## Data lines
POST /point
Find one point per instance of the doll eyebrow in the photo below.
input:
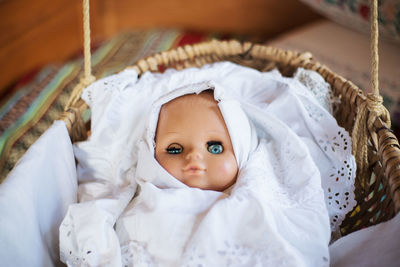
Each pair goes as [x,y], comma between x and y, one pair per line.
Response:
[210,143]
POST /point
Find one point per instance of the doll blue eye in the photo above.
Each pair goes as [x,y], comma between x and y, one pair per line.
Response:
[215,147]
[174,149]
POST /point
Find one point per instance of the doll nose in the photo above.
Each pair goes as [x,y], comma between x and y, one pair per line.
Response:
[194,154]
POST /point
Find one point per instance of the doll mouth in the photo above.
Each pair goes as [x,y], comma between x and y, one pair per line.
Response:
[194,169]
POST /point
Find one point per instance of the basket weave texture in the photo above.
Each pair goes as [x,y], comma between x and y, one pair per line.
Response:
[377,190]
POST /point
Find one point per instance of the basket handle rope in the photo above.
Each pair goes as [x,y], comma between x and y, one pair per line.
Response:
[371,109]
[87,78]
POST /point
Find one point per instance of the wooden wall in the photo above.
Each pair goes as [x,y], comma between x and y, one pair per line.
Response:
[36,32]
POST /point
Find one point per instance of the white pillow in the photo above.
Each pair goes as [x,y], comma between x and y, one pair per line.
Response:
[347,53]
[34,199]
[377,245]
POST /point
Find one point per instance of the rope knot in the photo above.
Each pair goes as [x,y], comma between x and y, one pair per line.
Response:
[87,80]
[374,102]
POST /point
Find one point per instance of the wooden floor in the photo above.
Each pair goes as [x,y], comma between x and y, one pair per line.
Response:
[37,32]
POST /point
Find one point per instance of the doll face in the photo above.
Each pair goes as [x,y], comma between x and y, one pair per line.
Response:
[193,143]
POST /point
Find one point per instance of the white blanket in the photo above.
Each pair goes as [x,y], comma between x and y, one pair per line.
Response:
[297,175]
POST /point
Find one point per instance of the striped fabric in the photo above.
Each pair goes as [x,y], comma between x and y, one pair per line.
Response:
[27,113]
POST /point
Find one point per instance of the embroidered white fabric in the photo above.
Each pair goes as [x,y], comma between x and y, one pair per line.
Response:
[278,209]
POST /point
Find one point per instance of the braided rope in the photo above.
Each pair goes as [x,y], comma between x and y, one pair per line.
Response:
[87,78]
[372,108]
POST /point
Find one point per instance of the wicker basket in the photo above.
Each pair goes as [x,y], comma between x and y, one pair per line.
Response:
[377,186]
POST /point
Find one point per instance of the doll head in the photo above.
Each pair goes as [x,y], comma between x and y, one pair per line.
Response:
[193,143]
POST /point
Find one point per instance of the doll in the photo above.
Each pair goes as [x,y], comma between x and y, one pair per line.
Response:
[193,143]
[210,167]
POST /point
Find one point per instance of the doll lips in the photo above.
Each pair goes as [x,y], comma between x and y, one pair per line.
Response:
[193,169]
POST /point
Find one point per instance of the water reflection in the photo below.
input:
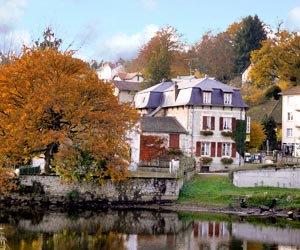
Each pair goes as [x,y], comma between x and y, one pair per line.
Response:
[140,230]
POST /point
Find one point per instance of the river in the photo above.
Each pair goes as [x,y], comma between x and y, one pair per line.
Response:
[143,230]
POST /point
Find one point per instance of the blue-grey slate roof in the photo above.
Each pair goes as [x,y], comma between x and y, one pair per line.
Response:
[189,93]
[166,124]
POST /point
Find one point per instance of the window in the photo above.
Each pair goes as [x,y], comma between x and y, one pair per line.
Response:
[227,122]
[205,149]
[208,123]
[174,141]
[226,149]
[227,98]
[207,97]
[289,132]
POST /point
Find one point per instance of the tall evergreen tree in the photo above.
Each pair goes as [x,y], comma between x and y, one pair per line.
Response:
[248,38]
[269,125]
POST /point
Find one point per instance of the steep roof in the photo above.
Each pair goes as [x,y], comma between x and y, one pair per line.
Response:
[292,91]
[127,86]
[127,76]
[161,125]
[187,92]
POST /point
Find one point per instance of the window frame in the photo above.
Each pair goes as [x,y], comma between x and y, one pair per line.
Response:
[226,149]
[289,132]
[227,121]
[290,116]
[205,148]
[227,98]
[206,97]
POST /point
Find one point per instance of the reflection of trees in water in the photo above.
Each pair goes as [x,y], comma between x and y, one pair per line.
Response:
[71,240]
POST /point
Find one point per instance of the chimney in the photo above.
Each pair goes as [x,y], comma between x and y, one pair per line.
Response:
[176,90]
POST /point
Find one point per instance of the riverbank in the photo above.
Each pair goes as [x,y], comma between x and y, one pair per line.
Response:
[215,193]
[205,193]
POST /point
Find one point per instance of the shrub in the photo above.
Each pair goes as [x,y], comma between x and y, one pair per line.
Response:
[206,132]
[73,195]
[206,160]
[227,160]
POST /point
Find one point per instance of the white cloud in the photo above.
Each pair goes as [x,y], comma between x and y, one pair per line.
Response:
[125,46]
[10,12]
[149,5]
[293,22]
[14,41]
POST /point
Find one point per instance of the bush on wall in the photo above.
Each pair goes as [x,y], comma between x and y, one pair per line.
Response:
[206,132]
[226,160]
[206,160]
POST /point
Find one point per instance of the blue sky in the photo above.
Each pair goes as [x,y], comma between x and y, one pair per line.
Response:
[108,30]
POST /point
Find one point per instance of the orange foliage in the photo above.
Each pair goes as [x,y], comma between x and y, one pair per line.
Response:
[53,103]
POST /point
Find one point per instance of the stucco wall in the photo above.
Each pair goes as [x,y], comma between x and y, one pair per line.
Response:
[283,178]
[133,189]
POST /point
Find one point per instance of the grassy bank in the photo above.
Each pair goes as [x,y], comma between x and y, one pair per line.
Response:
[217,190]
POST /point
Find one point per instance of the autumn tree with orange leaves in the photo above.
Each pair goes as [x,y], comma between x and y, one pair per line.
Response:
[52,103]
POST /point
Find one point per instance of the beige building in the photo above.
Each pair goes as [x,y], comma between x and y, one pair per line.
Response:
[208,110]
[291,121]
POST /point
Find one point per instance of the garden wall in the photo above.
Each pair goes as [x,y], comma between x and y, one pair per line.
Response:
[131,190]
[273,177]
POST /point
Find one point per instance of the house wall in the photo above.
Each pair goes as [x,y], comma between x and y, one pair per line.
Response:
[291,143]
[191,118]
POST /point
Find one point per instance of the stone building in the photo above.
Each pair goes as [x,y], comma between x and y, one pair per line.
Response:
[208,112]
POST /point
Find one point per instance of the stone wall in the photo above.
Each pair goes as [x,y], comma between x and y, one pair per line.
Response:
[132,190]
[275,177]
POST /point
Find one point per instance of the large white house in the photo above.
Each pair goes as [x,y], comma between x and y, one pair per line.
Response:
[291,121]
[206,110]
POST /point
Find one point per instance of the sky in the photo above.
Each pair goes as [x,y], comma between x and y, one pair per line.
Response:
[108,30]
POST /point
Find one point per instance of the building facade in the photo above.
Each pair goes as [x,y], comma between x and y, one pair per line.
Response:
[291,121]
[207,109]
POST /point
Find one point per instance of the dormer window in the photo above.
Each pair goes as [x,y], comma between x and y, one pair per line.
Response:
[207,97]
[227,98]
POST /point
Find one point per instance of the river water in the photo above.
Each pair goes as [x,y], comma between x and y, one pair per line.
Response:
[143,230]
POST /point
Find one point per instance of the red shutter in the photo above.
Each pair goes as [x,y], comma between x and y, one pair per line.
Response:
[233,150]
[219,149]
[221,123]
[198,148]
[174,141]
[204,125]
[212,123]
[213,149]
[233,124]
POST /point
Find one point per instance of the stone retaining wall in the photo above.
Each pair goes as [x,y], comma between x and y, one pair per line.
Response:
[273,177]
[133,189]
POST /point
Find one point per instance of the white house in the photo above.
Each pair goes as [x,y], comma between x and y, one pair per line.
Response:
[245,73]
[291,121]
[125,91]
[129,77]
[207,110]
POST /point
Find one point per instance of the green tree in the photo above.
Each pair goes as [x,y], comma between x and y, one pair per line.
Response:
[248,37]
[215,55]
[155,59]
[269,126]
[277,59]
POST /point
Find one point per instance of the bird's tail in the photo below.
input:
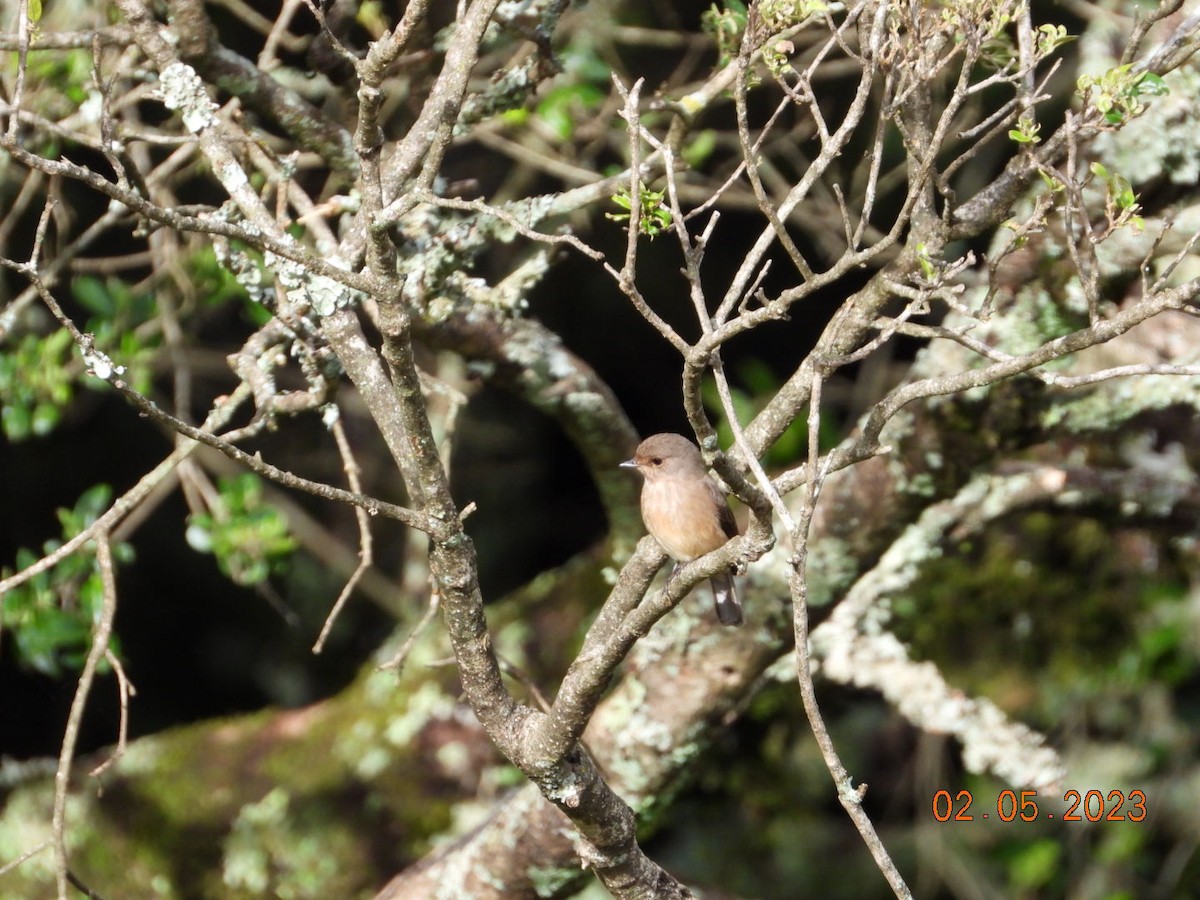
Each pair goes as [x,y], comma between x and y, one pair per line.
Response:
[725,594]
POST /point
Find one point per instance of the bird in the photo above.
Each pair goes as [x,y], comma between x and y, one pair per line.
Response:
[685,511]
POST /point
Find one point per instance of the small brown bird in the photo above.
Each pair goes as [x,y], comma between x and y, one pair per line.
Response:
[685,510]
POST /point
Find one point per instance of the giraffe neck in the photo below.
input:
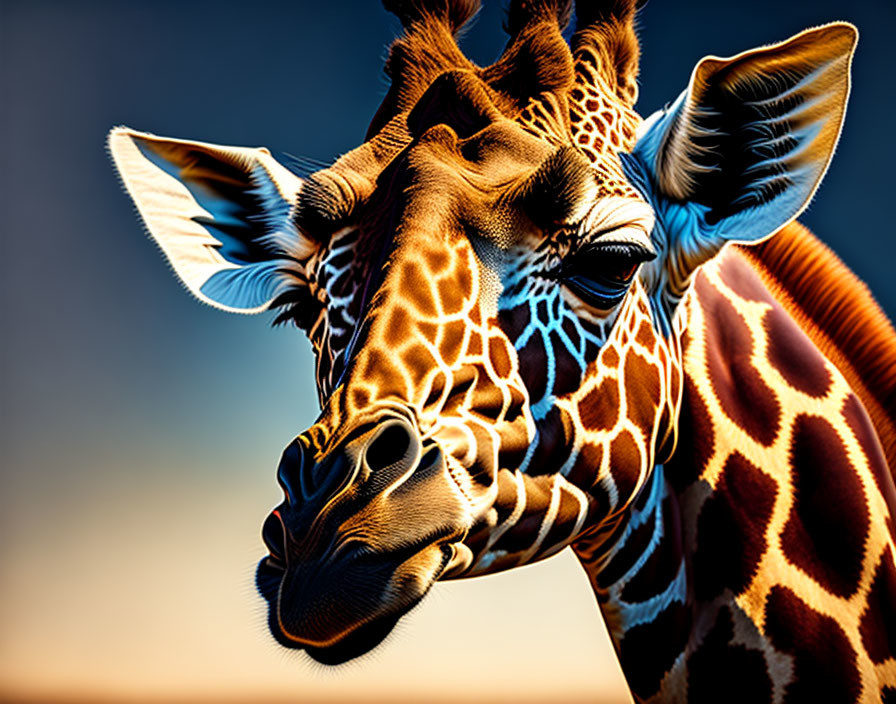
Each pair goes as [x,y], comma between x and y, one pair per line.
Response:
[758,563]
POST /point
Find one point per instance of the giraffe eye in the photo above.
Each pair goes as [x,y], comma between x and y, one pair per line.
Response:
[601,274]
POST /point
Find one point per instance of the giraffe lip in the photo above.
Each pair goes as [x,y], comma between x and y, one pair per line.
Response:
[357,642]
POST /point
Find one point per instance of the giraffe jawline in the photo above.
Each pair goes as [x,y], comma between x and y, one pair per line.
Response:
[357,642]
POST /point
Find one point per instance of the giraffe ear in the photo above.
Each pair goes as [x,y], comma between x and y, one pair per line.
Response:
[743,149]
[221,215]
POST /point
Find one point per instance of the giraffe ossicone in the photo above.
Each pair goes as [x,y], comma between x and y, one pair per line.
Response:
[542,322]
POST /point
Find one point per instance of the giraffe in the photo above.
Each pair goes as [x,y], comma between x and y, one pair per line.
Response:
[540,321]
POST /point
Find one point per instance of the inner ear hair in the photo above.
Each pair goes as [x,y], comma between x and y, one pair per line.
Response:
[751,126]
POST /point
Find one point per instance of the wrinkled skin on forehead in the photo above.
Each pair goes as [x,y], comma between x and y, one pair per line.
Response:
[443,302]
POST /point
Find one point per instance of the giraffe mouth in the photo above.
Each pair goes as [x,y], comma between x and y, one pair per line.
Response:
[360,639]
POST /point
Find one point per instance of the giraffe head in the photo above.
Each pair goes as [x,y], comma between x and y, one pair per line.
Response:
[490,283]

## Task objective
Tally the lines of the material above that contain the string "fabric", treating uppercase and lowercase as distinct, and give only the resulting number.

## Exercise solution
2